## GIVEN TASK:
Locate every line below that contains the string "pavement" and copy each one. Case counts.

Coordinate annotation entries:

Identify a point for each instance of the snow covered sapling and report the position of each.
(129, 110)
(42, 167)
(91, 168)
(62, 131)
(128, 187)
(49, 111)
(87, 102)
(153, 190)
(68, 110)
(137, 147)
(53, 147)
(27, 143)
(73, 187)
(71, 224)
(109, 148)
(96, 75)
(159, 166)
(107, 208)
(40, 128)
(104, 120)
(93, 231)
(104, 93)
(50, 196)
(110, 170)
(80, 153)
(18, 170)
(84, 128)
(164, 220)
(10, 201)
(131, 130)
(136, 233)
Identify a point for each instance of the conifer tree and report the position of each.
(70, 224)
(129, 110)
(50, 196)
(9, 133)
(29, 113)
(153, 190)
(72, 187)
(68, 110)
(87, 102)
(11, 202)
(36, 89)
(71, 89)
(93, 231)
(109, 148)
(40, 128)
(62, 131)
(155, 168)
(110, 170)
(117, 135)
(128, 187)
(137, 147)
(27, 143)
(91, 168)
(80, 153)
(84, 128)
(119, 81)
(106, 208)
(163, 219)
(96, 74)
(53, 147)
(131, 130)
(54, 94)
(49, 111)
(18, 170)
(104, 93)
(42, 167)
---
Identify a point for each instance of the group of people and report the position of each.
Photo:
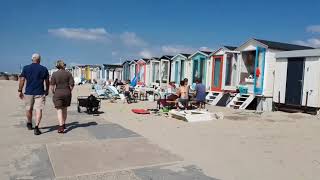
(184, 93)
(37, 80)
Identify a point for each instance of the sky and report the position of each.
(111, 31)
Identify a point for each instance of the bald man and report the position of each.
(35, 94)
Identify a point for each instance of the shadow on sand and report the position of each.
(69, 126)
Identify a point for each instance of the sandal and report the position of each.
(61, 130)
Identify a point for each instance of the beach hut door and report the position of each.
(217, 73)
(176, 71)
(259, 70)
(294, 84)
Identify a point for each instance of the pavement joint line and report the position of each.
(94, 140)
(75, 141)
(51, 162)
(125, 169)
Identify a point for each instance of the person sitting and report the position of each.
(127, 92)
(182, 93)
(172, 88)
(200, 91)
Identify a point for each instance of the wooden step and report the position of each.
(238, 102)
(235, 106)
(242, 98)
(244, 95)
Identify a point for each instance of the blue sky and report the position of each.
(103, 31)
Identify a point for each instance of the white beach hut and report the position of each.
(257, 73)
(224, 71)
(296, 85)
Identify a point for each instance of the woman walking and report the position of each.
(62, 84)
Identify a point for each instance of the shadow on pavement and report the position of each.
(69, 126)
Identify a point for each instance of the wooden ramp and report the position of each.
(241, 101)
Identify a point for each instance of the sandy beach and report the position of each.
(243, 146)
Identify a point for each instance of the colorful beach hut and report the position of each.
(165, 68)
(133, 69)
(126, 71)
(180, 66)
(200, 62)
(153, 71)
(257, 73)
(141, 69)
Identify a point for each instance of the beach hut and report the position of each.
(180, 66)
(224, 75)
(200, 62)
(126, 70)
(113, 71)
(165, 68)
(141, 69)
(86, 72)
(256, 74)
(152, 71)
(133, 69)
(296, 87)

## FULL ANSWER:
Identify a point for each instance of the pavement joint line and report the position of each.
Identify a point for each instance of the shadow on pavement and report the position of each.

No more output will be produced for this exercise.